SELECTED TEXT
>> start

RFC 0013: Generalized Deployment Plans

Category	Status	Created	Author
Engine	Draft	2026-05-11	Aditya Choudhari

Summary

A deployment_plan today is implicitly scoped to a single trigger: a newly published version. Generalize it so that any change affecting a deployment — version published, deployment config edited, variable or selector change — can trigger a plan, reusing the same pipeline (fan-out, agent Plan, diff, GitHub check). Mechanically: plans become point-in-time snapshots, and the API caller decides which release targets are in scope. This RFC is intentionally scoped to deployment-level plans. Resource-level and environment-level plans are out of scope here; see Open Questions for the broader-generalization alternative.

Motivation

RFC 0002 (Plannable interface) and RFC 0004 (dry-run plans) already built most of what’s needed:

Agents implement Plannable and return (Current, Proposed).
The deploymentplanresult controller persists, validates, and broadcasts diffs.
GitHub check rendering keys off entity metadata (version.metadata["github/owner"|"github/repo"|"git/sha"]), not a kind field. The dispatch is already data-driven.

What’s missing is the ability to trigger plans for anything other than a new version. Concretely, the request in #1075:

Before releasing changes to the deployment it would be nice to see what the Application CR looks like, similar to the dry-run previews.

Today this is impossible because two assumptions in the schema and stage-1 controller bake in “the trigger is a new version”:

deployment_plan has five NOT NULL version_* columns and nothing else is snapshotted; the deployment is re-read live during fan-out.
Stage-1 resolves release targets live via GetReleaseTargets(deployment_id), so the caller cannot scope a plan to specific targets.

The pipeline below stage-1 — dispatch context construction, agent Plan invocation, result persistence, validation, GitHub check upsert — is already trigger-agnostic. The fix is upstream.

Proposal

A plan is a snapshot

A plan is a point-in-time, immutable capture of the inputs it was created against. All snapshot fields are non-nullable; stage-1 never reads live state.

>> end

STATED GOAL 1
In the RFC on generalized deployment plans, how many NOT NULL version_* columns does deployment_plan have?

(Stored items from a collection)
>> start

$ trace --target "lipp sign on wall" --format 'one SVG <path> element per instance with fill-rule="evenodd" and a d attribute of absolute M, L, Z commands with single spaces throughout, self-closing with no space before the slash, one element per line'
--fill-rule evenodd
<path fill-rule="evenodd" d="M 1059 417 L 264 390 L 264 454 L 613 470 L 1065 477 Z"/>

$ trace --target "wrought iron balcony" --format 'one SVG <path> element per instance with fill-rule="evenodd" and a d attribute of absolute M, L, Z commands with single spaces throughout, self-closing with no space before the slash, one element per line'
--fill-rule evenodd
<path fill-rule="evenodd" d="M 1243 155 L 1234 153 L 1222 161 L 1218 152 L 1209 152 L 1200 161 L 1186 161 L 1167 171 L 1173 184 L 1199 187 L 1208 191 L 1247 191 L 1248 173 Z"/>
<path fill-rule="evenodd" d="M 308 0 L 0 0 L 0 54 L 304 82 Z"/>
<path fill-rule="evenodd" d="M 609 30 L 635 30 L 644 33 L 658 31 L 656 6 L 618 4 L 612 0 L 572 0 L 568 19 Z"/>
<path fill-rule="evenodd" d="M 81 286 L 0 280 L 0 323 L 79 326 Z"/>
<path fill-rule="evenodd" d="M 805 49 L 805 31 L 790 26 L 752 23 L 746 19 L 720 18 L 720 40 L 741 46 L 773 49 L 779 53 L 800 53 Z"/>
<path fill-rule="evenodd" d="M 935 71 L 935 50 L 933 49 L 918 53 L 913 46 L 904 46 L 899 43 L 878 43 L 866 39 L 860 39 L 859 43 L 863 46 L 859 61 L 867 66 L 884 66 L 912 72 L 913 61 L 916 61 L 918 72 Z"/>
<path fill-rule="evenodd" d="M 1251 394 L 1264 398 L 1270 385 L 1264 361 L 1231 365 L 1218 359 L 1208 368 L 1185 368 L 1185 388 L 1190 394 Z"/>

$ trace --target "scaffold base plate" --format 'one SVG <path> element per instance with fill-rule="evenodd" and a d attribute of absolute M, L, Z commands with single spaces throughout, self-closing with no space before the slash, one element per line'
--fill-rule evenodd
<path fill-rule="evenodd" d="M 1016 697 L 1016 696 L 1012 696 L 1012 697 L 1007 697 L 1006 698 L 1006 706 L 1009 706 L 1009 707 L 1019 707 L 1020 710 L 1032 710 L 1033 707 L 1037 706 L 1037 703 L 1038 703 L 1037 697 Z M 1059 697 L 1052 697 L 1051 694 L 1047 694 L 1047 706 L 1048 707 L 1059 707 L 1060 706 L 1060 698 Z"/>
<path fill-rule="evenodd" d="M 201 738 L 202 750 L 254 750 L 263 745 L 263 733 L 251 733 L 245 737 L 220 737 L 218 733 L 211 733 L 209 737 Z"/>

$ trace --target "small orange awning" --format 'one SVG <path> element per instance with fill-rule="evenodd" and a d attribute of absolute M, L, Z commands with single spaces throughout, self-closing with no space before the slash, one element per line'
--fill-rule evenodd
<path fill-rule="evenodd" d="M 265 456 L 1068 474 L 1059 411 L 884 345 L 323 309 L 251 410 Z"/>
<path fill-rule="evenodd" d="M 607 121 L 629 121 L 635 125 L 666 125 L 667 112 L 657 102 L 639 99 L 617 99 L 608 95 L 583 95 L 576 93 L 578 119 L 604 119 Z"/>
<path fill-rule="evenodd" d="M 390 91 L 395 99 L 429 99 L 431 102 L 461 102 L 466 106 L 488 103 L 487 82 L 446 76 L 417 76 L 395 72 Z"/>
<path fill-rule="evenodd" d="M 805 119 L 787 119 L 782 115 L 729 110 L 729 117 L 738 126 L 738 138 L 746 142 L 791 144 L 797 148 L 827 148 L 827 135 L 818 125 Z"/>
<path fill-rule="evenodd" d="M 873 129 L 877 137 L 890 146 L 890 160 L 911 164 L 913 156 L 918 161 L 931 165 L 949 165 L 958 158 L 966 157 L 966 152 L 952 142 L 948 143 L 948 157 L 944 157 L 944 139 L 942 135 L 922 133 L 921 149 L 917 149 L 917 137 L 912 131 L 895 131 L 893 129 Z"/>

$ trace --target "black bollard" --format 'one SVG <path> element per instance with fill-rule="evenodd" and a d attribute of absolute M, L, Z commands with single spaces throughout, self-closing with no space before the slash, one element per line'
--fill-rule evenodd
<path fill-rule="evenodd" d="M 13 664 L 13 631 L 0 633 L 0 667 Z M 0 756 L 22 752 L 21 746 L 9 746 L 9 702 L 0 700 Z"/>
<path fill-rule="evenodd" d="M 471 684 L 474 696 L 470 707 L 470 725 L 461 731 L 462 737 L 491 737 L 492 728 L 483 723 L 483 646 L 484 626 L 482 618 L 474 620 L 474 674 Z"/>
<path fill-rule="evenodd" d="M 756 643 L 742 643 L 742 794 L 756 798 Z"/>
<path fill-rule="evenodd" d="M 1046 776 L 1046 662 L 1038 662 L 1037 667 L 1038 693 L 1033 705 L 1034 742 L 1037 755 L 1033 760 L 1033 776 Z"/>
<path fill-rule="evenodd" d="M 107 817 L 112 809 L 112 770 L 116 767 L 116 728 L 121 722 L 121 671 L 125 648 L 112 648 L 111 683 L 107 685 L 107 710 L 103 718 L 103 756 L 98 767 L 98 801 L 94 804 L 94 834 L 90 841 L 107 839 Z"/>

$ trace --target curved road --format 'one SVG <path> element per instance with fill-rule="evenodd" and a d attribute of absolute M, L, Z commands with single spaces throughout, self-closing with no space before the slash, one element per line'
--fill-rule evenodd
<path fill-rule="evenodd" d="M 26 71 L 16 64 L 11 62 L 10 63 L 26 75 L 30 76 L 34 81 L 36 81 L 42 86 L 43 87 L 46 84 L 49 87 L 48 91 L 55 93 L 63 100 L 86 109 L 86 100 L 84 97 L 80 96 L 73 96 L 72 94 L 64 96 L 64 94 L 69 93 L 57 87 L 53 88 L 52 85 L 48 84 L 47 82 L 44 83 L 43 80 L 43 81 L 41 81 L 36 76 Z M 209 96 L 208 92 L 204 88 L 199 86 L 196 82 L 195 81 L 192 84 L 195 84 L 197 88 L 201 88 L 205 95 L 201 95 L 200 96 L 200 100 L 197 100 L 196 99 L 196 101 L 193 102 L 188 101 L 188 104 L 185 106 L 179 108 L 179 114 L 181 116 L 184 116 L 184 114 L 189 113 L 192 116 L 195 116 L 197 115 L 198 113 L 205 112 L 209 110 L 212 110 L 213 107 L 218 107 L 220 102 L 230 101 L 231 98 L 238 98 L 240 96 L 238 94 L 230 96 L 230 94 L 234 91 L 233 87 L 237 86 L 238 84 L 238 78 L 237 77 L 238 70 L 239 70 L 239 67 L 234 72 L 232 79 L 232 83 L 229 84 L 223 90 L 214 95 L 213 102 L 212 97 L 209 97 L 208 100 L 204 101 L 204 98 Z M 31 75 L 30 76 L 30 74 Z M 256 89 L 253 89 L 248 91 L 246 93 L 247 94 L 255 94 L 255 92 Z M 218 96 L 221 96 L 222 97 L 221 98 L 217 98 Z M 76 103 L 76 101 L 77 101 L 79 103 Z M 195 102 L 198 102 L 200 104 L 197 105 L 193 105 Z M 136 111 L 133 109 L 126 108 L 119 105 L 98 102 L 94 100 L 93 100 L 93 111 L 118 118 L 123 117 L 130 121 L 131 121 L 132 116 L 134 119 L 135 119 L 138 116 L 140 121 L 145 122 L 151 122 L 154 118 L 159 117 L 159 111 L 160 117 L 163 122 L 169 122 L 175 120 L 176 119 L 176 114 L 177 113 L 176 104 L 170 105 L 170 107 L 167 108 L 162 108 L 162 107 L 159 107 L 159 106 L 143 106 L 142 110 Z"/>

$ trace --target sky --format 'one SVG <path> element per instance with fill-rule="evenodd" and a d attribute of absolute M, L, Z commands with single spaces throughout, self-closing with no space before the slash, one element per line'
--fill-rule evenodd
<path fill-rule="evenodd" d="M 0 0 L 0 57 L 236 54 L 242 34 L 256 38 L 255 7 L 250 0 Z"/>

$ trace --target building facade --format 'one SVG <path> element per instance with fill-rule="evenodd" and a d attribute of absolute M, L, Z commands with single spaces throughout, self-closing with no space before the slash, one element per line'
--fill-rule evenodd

>> end

STATED GOAL 2
Rescale the part of the records that starts with the line containing "trace --target sky" and goes on through the line containing "57 L 236 54". Repeat only those lines, requests included, with every coordinate in the answers multiplied by 0.35 and rounded to a whole number, halves up.

SOLUTION 1
Five.

SOLUTION 2
$ trace --target sky --format 'one SVG <path> element per instance with fill-rule="evenodd" and a d attribute of absolute M, L, Z commands with single spaces throughout, self-closing with no space before the slash, one element per line'
--fill-rule evenodd
<path fill-rule="evenodd" d="M 0 0 L 0 20 L 83 19 L 85 12 L 90 13 L 89 2 L 88 0 Z"/>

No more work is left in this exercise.